Replace "photograph" with "image" in the part of the rows that runs from the start through the line containing "point(366, 147)", and give back only those lines, otherwise unchanged and without the pictures.
** Start DATA LINES **
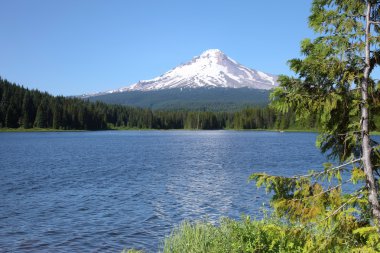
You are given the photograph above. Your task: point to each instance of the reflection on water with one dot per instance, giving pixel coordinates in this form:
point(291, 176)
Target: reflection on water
point(103, 191)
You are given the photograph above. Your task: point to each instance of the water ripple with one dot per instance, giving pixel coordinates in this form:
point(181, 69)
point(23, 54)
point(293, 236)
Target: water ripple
point(105, 191)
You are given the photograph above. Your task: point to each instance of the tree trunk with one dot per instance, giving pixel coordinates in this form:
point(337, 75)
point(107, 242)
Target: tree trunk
point(366, 147)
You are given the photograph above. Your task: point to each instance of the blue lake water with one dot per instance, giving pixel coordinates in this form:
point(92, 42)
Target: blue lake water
point(105, 191)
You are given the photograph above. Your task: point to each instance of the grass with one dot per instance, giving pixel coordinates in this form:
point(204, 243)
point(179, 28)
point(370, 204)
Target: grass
point(262, 236)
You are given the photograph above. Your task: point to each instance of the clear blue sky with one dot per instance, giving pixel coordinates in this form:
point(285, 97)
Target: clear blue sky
point(72, 47)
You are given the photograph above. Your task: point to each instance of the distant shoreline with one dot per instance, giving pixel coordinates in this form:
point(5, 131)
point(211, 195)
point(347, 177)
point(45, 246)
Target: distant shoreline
point(20, 130)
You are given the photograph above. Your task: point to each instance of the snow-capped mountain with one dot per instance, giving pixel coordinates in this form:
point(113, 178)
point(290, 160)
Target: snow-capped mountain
point(211, 69)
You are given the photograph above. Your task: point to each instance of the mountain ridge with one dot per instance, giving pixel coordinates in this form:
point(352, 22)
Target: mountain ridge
point(211, 69)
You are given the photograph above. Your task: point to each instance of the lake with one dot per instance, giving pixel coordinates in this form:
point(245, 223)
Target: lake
point(109, 190)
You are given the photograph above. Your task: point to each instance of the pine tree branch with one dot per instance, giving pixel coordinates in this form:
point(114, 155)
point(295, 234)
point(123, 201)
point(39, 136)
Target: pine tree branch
point(323, 192)
point(325, 171)
point(355, 196)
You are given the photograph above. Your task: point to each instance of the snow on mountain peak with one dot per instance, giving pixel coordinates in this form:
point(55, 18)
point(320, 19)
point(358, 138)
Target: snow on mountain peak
point(211, 69)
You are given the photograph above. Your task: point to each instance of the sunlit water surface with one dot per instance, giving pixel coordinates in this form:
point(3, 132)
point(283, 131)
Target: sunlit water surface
point(104, 191)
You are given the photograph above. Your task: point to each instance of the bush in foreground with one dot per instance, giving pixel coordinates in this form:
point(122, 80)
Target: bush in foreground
point(269, 236)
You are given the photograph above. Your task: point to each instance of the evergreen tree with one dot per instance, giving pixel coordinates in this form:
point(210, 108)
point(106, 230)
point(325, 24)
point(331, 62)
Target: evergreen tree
point(334, 85)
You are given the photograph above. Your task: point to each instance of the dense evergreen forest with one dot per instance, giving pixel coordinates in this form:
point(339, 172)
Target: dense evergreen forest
point(24, 108)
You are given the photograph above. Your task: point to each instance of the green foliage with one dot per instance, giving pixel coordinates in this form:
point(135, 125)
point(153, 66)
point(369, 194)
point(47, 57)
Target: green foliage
point(200, 99)
point(269, 235)
point(21, 107)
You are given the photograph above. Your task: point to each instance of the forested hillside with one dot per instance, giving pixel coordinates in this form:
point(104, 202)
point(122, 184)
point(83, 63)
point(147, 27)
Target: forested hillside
point(210, 99)
point(24, 108)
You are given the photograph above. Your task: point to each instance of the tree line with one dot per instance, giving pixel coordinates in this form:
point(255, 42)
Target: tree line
point(24, 108)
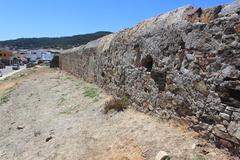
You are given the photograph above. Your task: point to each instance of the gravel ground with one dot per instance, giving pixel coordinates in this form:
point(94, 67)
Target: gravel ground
point(46, 115)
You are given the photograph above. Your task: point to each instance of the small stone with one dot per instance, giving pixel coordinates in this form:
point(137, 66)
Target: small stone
point(37, 133)
point(162, 155)
point(225, 116)
point(49, 138)
point(20, 127)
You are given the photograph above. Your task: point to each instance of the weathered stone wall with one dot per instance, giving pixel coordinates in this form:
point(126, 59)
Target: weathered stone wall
point(182, 64)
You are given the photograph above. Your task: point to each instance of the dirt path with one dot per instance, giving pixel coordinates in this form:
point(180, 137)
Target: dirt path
point(45, 114)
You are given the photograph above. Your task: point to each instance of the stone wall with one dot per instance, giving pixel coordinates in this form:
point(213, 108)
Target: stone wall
point(182, 64)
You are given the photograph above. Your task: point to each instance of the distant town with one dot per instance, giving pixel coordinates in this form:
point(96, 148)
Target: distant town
point(14, 60)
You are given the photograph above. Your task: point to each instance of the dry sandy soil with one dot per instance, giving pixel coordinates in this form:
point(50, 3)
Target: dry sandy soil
point(46, 115)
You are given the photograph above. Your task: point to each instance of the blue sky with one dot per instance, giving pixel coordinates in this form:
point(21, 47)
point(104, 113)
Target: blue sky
point(54, 18)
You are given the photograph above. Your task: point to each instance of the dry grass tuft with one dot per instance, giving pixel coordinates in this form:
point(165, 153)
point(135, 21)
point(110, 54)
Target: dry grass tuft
point(116, 104)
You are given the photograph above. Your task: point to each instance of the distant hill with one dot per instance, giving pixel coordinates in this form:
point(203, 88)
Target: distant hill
point(55, 43)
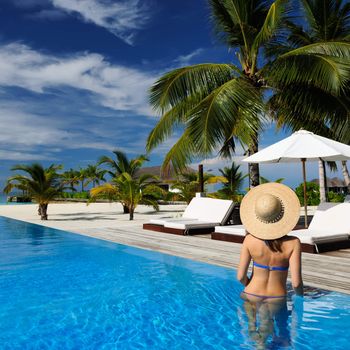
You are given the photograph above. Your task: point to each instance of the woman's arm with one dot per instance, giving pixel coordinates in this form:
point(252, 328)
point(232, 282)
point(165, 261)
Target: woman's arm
point(295, 268)
point(244, 262)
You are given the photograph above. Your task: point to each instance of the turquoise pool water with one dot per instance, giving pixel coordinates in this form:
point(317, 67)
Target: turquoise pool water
point(64, 291)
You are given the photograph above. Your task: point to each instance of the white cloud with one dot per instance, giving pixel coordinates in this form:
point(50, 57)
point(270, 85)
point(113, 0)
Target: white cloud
point(23, 156)
point(122, 18)
point(185, 60)
point(114, 86)
point(27, 136)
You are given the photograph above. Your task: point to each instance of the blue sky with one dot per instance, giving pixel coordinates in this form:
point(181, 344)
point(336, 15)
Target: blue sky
point(74, 76)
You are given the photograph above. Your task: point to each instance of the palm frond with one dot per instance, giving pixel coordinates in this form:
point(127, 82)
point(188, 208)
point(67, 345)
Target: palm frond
point(219, 114)
point(324, 65)
point(176, 86)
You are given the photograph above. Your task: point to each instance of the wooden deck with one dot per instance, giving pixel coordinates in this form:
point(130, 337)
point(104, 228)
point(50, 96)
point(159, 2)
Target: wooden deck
point(329, 271)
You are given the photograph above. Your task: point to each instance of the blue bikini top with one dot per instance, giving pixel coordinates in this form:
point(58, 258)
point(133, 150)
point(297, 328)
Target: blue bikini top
point(271, 268)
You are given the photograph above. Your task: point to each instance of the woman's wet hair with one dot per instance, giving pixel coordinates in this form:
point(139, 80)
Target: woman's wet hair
point(274, 245)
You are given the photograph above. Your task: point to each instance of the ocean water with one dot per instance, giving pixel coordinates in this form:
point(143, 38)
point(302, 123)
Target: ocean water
point(65, 291)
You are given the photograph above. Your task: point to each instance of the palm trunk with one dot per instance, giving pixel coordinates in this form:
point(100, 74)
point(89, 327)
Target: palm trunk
point(321, 176)
point(42, 211)
point(254, 174)
point(345, 173)
point(131, 212)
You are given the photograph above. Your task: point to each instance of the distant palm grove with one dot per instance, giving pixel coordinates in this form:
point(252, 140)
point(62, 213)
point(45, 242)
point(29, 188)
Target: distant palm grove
point(290, 66)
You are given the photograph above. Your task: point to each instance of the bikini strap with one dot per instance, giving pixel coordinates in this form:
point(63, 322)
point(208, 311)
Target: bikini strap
point(271, 268)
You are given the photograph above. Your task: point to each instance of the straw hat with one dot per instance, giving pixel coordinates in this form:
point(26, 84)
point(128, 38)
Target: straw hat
point(270, 211)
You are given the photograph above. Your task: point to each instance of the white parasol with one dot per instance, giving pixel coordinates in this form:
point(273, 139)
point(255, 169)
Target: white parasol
point(302, 146)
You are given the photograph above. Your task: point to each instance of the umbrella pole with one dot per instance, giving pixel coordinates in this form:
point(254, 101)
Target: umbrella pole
point(303, 160)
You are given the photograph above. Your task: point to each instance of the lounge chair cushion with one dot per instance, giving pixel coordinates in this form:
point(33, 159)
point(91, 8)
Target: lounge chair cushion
point(190, 224)
point(308, 236)
point(163, 221)
point(331, 217)
point(208, 209)
point(237, 230)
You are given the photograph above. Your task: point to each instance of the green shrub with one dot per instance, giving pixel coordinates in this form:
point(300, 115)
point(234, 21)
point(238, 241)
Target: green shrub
point(335, 197)
point(312, 192)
** End DATA LINES **
**ANSWER TO THIS EXERCISE:**
You are given the image above. Your task: point to each instance of the reflection on water with one dot per instance, giving pixel coordinates in this form:
point(291, 176)
Target: reflection on water
point(103, 191)
You are given the image above. Your task: point to each instance of the water ripple with one dot per instance, giving pixel coordinates in this form:
point(181, 69)
point(23, 54)
point(293, 236)
Target: water ripple
point(105, 191)
You are given the image above. Your task: point to each instance of the tree trunk with one dot per instance, giving pixel coordinates in this form:
point(337, 75)
point(107, 242)
Target: tree trunk
point(366, 147)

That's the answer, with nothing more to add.